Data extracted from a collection
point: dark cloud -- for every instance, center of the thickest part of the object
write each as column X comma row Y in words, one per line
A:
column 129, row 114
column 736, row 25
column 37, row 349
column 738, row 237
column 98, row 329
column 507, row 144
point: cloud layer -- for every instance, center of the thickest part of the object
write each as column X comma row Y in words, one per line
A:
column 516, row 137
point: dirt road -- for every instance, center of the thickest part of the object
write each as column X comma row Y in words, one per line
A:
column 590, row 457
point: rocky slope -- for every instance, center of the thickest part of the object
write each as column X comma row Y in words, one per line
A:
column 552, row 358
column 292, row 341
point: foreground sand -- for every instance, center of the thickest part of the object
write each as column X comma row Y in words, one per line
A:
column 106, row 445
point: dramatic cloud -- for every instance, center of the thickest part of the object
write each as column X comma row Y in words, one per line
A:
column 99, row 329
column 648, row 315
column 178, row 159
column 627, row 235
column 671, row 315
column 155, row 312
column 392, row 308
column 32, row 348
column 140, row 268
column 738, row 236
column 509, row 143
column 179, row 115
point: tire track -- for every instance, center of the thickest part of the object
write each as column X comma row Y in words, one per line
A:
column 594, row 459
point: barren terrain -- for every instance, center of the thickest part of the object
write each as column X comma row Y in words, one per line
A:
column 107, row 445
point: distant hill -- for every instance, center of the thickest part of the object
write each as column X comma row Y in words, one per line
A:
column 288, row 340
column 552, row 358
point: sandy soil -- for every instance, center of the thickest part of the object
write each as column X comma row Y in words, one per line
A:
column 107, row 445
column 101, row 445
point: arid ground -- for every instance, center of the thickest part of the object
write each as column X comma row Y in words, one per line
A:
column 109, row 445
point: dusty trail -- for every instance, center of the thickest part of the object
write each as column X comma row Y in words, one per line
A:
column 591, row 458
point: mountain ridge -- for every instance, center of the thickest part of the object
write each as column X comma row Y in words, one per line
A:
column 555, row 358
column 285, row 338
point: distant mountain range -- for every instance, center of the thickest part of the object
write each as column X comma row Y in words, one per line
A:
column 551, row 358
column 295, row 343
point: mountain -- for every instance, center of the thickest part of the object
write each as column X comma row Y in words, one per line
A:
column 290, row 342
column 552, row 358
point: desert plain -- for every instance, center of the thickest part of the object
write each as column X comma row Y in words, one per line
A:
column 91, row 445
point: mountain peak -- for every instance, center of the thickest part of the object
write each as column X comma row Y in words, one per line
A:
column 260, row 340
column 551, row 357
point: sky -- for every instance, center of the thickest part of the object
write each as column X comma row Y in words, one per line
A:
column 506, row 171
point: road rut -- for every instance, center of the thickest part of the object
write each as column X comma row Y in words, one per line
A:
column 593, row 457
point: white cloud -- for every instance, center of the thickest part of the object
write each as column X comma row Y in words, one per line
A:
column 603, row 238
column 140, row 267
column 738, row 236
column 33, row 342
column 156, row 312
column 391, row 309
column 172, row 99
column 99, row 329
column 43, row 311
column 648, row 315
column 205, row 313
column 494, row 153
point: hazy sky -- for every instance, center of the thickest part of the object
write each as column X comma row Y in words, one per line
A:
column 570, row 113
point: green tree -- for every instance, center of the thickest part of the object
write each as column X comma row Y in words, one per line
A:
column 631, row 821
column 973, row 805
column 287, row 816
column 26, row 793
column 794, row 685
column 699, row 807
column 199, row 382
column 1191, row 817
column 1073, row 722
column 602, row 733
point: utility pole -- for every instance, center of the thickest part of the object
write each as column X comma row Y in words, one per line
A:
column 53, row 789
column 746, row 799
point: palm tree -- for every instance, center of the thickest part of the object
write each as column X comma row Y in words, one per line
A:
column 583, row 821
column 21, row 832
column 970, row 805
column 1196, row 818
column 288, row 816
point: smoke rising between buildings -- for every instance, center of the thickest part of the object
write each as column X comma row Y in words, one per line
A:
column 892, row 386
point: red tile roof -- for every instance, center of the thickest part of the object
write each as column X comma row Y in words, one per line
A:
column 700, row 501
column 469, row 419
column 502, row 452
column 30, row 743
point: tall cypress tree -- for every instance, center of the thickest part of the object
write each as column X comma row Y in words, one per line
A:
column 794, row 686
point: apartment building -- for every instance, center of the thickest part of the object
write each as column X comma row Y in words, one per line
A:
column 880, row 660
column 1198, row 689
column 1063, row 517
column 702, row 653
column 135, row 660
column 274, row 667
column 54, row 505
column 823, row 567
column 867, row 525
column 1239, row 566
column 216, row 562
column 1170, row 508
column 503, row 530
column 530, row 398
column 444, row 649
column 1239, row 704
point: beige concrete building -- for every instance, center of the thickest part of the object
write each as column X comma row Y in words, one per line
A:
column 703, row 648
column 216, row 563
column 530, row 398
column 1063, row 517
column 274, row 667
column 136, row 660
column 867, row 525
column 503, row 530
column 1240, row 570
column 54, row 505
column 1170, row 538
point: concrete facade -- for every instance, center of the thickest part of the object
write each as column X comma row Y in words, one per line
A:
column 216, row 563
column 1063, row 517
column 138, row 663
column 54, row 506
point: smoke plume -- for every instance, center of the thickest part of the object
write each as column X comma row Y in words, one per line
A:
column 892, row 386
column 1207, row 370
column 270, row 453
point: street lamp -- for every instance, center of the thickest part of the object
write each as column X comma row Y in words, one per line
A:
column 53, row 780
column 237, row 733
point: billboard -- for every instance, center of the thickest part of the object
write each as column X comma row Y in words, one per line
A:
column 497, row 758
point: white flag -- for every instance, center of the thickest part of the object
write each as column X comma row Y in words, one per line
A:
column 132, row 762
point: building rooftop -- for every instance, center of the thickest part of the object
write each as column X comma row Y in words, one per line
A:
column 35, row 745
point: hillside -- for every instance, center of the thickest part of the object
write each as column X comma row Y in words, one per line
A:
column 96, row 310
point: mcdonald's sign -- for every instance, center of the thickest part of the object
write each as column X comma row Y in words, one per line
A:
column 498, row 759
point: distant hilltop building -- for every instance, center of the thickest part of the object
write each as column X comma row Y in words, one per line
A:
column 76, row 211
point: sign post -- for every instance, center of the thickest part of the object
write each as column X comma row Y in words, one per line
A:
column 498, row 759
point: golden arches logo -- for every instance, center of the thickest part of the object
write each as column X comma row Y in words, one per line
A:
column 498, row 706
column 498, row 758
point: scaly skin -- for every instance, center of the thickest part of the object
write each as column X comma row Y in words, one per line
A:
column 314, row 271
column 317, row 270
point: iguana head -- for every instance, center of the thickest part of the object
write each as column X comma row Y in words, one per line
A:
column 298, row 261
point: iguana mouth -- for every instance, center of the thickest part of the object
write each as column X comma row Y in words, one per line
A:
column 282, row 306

* **Task to complete**: Would you give the data above again, exactly as written?

* **Your solution**:
point: dark cloud -- for every instance, center of the thickest part of the object
write each as column X comma row Y in words, one per line
A:
column 129, row 114
column 736, row 25
column 37, row 349
column 738, row 237
column 98, row 329
column 507, row 144
point: cloud layer -- for every instance, center of the thickest part of the object
write each as column X comma row Y in words, one per line
A:
column 516, row 137
point: dirt road -- for every instance, center of the thickest part of the object
write each as column X comma row Y in words, one per line
A:
column 590, row 457
point: rocky slope -- for every instance, center of the thickest part of the object
write each as column X comma row Y in words, one per line
A:
column 552, row 358
column 292, row 341
point: foreground sand -- for every instance, center of the thickest part of the object
write each as column X comma row Y in words, one per line
A:
column 106, row 445
point: dramatic cloud -- for every instance, center of the thickest part of the object
write each as column X comma row Y in words, one per line
A:
column 99, row 329
column 648, row 315
column 178, row 159
column 627, row 235
column 671, row 315
column 155, row 312
column 392, row 308
column 32, row 348
column 140, row 268
column 738, row 236
column 509, row 143
column 179, row 115
point: tire track -- for every instance, center of the thickest part of the object
write each as column X comma row Y in words, one per line
A:
column 594, row 459
point: barren terrain -- for every instance, center of the thickest part of the object
write each as column X comma row Y in words, one per line
A:
column 107, row 445
point: distant hill -- for every instance, center of the thickest part of the object
write each as column X comma row Y in words, one per line
A:
column 288, row 340
column 552, row 358
point: sandy soil -- for every instance, center of the thickest part of the object
write each as column X comma row Y in words, one per line
A:
column 107, row 445
column 101, row 445
point: arid ground -- for every instance, center of the thickest part of the object
write each as column X comma row Y in words, one per line
A:
column 109, row 445
point: dusty trail -- for every instance, center of the thickest part of the object
write each as column X comma row Y in words, one per line
A:
column 591, row 458
point: mountain ridge -- for every instance, center of the thickest part of the object
write each as column X comma row Y in words, one per line
A:
column 555, row 358
column 285, row 338
point: distant mountain range -- for every instance, center of the thickest part of the object
write each as column X comma row Y in words, one per line
A:
column 551, row 358
column 295, row 343
point: mountain -- for every instance, center of the thickest part of the object
write each as column X comma row Y in words, one per line
A:
column 290, row 342
column 552, row 358
point: desert plain -- for every instance, center of the thickest part of the object
write each as column X comma row Y in words, one per line
A:
column 91, row 445
point: mountain peak -- for every instance, center of the thickest part of the object
write each as column X comma row Y in words, one per line
A:
column 260, row 340
column 551, row 357
point: sky -- for every instance, center of the thickest part of the object
write each as column X comma row Y in words, one per line
A:
column 506, row 171
point: road rut -- for every instance, center of the thickest part of the object
write each as column X comma row Y in words, one per line
A:
column 593, row 457
point: white cloud -- for every instance, center of the thickest part of the object
write each as column X comma row Y in words, one per line
A:
column 603, row 238
column 140, row 267
column 738, row 236
column 33, row 342
column 156, row 312
column 391, row 309
column 172, row 99
column 99, row 329
column 43, row 311
column 648, row 315
column 205, row 313
column 494, row 153
point: hazy sky -- for every instance, center of the thickest part of the object
write each as column X comma row Y in words, one per line
A:
column 570, row 113
point: green tree -- for every instance, center of the thickest part of the object
write each as column X comma row Y in words, one per line
A:
column 631, row 821
column 973, row 805
column 287, row 816
column 26, row 793
column 794, row 685
column 699, row 807
column 199, row 382
column 1191, row 817
column 1073, row 722
column 602, row 733
point: utility pole -- for every instance, center of the thickest part of the object
write each as column X comma row Y in words, one per line
A:
column 53, row 789
column 746, row 799
point: palm tree -- for every instance, center of the thickest part of the object
write each as column X comma row Y in words, one per line
A:
column 583, row 821
column 21, row 832
column 970, row 805
column 1196, row 818
column 288, row 816
point: smoke rising between buildings -- for every instance, center of the thickest part of the object
write each as column X comma row Y in words, one per line
A:
column 892, row 386
point: red tile roof -- for every instance, center of the thickest part of the object
write each as column X comma row Y in words, one per line
A:
column 700, row 501
column 469, row 419
column 502, row 452
column 30, row 743
point: tall cypress tree -- for every instance, center of the thickest part of the object
write each as column X comma row Y in words, one per line
A:
column 794, row 686
point: apartment building -- for every instance, center of the thickest part of the object
write each as column X comma row Y in words, one per line
A:
column 880, row 660
column 1198, row 689
column 1063, row 517
column 702, row 653
column 135, row 660
column 274, row 667
column 54, row 505
column 823, row 567
column 867, row 525
column 1239, row 566
column 216, row 562
column 1170, row 508
column 503, row 530
column 530, row 398
column 444, row 649
column 1239, row 704
point: beige concrete building -- for every instance, center of the thickest part of the object
write each as column X comma row Y in words, one per line
A:
column 703, row 648
column 216, row 563
column 530, row 398
column 1063, row 517
column 274, row 667
column 136, row 660
column 867, row 525
column 503, row 530
column 1240, row 570
column 54, row 505
column 1170, row 538
point: concrete facade -- for every instance, center of the thickest part of the object
write each as column X comma row Y in words, one per line
A:
column 216, row 563
column 1063, row 517
column 138, row 663
column 54, row 506
point: smoke plume -- for every instance, center of the thickest part of the object
write each as column X comma row Y in words, one per line
A:
column 892, row 386
column 1207, row 370
column 270, row 453
point: street lamp -- for every instance, center of the thickest part of the object
write each as column X comma row Y in words, one per line
A:
column 53, row 780
column 237, row 733
point: billboard -- for every instance, center of the thickest part of the object
write each as column X comma row Y in words, one per line
A:
column 497, row 758
point: white flag -- for every instance, center of the thickest part of the object
write each as column X comma row Y in words, one per line
A:
column 132, row 762
point: building rooftop -- for every instance, center of the thickest part of the object
write each as column X comma row Y in words, one per line
A:
column 35, row 745
point: hillside -- for every instance, center of the thickest part of the object
write each as column X comma row Y in words, one per line
A:
column 96, row 310
point: mcdonald's sign -- for every instance, center of the thickest part of the object
write each as column X comma row Y in words, one per line
A:
column 498, row 759
point: distant hilltop building -- for every instance, center of the thickest part of the object
write each as column X comma row Y in words, one per line
A:
column 76, row 211
point: sign post -- for every instance, center of the thickest part of the object
write each as column X comma row Y in words, one per line
A:
column 498, row 759
point: golden arches logo -- for every instance, center of the thickest part of the object
write each as column X comma row Y in words, one per line
A:
column 498, row 706
column 498, row 758
point: scaly skin -- for every instance, center of the thickest part of the object
write each as column X comma row Y in words, one per line
A:
column 314, row 271
column 317, row 270
point: iguana head -- for every instance, center of the thickest part of the object
write each as column X comma row Y in words, one per line
A:
column 298, row 261
point: iguana mouth -- for every instance, center of the thickest part of the object
write each as column X comma row Y in words, one per line
A:
column 282, row 306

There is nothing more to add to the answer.